== Text section ==

###

'I was blissfully reading my paper... suddenly the whole world charged past me' - witness
A witness to a "fireball" on London's Underground has described the panic on the train following an explosion.
Media technology consultant Richard Aylmer-Hall, 53, was sitting on the District Line train bound for central London this morning when panic unfolded at around 8.20am after a reported blast on a train.
He said he saw several people injured, having apparently been trampled as they tried to escape.
He told the Press Association: "I was blissfully reading my paper and listening to a podcast and suddenly the whole world charged past me down the platform, down the Tube.
"I was on the Tube, we had just stopped at Parsons Green, I was on my way up from Wimbledon towards Paddington and suddenly there was panic, lots of people shouting, screaming, lots of screaming.
"There was a woman on the platform who said she had seen a bag, a flash and a bang, so obviously something had gone off.
"It was an absolutely packed, rush-hour District Line train from Wimbledon to Edgware Road.

###

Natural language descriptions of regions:
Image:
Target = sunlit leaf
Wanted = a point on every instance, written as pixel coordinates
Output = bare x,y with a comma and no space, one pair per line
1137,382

###

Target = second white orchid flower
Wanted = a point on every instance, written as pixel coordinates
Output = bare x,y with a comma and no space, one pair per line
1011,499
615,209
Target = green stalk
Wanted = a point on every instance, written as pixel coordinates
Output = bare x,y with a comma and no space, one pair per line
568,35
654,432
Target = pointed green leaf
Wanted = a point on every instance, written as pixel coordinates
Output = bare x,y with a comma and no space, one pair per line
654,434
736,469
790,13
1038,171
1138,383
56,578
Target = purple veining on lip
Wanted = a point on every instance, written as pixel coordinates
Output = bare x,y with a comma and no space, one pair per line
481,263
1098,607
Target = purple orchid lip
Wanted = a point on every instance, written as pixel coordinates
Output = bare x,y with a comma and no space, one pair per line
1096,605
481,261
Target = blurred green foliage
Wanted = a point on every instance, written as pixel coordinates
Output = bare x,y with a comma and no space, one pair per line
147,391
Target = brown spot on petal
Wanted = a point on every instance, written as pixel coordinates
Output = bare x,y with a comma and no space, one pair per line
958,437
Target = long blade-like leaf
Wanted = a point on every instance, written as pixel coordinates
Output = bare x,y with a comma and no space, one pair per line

###

== Exercise tasks ==
1. Repeat the witness account word for word, between "Media technology consultant" and "tried to escape.", inclusive.
2. Write what comes next in the witness account of the Tube explosion, picking up after its last sentence.

== Exercise results ==
1.
Media technology consultant Richard Aylmer-Hall, 53, was sitting on the District Line train bound for central London this morning when panic unfolded at around 8.20am after a reported blast on a train.
He said he saw several people injured, having apparently been trampled as they tried to escape.

2.
"I saw crying women, there was lots of shouting and screaming, there was a bit of a crush on the stairs going down to the streets.
"Some people got pushed over and trampled on, I saw two women being treated by ambulance crews.
"Since then, every emergency vehicle in London has gone past me, fire engines, ambulances, every type of police vehicle."
Mr Aylmer-Hall added: "I don't think anyone was hurt by the actual device or whatever it was."
Outside the station, a woman was sitting on a pavement with a bandage around her leg while armed police patrolled. A Reuters witness saw a woman being carried off on a stretcher with her legs covered in a foil blanket.
BBC correspondent Riz Lateef, who was at the station travelling to work, said there was "panic as people rushed from the train, hearing what appeared to be an explosion.
"People were left with cuts and grazes from trying to flee the scene. There was lots of panic," she said.
A woman has described how she kept running with the crowd, despite not knowing what had happened on the train.
Teacher Sally Faulding told BBC News her colleague told her she heard a "whoosh" sound before seeing flames coming towards her.
"I was in the middle of the train.
"Suddenly I saw people coming towards me.
"I didn't know what was going on but I knew something was wrong because of the volume of people coming towards me.
"The doors opened and I just ran out as everyone else did.
"We were still running on the platform and people were falling down, trying to make an exit.
"I fell over someone who fell in front of me," Ms Faulding continued.
"I kept on running even though I still didn't know what I was running from.
"Basically we moved out of the station. People were crying, visibly upset.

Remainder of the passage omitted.